• What is needed
Please copy each line of the listing that includes the string "road".
--- Information shown Enclosed Below ---
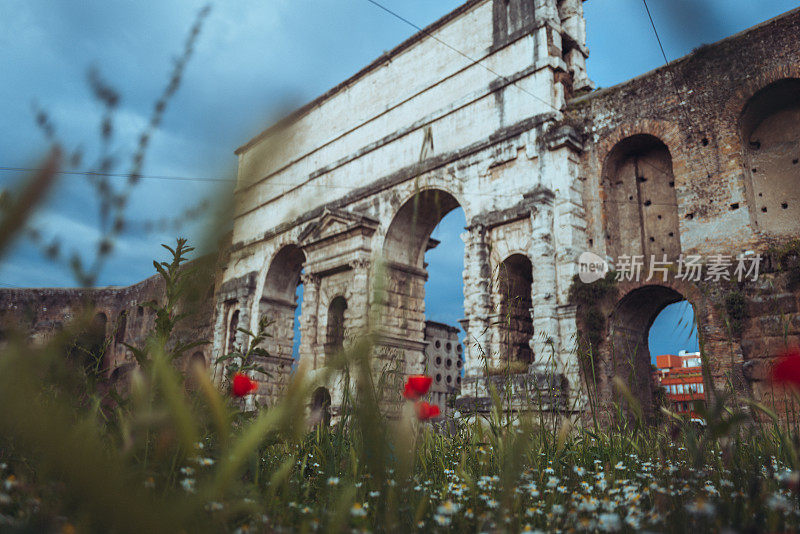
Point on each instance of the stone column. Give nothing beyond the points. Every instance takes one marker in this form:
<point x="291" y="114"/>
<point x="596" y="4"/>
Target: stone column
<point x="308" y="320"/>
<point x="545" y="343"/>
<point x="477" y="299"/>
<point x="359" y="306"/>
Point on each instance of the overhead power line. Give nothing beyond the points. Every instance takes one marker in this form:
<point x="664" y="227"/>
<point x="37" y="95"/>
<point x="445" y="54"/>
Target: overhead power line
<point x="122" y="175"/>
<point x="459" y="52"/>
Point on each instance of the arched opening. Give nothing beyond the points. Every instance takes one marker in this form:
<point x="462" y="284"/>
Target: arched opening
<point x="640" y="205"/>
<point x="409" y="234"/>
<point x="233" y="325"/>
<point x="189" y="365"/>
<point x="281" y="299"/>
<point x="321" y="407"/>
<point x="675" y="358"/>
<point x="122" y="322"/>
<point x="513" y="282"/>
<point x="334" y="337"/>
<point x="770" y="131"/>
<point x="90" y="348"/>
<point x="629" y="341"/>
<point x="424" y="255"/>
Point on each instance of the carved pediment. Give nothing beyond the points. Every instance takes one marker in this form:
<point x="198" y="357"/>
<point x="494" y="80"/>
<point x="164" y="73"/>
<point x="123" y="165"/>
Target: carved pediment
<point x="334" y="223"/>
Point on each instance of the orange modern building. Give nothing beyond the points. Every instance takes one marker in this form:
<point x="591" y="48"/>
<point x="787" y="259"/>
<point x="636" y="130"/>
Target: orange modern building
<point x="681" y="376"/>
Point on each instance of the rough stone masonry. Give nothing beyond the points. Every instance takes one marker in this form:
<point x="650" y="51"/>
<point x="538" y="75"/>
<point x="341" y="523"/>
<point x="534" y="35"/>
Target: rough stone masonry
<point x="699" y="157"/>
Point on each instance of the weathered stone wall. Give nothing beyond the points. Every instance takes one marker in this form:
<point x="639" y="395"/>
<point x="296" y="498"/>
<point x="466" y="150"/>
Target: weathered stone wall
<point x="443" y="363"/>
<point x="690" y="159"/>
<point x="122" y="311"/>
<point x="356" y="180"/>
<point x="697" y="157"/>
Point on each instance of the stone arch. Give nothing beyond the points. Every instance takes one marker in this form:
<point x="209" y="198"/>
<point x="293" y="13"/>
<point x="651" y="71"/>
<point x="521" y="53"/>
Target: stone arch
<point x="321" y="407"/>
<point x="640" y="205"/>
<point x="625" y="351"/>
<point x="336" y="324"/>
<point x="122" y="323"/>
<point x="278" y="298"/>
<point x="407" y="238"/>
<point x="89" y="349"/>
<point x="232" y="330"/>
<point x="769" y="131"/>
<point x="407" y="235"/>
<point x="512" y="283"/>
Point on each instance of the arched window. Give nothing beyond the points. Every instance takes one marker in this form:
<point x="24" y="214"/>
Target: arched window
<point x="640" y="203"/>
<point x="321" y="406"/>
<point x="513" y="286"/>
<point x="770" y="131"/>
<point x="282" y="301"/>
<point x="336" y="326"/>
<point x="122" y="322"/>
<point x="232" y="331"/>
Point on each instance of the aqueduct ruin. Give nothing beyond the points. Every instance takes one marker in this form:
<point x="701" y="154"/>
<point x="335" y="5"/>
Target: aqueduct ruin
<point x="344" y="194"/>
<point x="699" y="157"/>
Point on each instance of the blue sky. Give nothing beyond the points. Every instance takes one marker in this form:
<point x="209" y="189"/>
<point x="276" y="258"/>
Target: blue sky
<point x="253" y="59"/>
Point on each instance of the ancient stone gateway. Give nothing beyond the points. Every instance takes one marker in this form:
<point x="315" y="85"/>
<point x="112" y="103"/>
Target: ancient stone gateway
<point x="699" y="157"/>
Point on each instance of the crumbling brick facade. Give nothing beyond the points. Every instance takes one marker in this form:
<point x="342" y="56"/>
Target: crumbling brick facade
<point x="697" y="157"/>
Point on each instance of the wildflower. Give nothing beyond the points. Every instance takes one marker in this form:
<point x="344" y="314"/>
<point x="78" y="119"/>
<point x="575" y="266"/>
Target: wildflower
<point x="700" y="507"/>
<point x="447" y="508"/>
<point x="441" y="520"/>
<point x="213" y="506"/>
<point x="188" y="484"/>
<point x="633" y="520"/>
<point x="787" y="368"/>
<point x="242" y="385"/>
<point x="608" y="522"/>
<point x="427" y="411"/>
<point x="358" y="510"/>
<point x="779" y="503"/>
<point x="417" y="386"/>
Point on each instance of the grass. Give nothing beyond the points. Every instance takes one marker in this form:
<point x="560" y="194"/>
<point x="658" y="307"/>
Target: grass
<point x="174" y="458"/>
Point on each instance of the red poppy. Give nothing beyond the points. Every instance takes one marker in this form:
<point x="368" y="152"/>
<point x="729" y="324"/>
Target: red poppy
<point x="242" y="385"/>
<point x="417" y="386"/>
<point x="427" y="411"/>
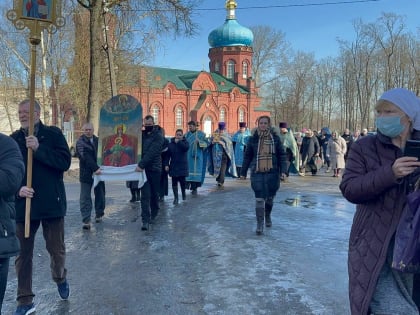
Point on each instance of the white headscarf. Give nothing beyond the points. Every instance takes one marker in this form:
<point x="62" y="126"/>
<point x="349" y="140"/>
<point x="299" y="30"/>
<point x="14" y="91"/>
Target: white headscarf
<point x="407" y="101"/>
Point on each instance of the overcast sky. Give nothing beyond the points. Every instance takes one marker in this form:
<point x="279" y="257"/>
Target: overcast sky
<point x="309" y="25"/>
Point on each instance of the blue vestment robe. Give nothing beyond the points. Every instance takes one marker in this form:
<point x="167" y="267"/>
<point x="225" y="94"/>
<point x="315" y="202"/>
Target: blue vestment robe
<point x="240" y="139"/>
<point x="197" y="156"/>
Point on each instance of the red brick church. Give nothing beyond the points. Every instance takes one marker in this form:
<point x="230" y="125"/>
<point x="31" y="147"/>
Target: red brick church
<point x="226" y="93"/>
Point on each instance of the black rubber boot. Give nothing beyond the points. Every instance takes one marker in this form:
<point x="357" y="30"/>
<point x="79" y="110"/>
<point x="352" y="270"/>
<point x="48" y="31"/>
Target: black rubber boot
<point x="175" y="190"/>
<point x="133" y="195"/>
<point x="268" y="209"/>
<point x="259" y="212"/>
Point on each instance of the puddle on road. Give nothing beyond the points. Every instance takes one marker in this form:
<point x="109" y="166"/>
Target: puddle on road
--- End of Enclosed Information shown ---
• Answer
Point on each instance of the puddle on road. Give nothing beyond the points. Every instance takes one marker in this form:
Target: puddle on road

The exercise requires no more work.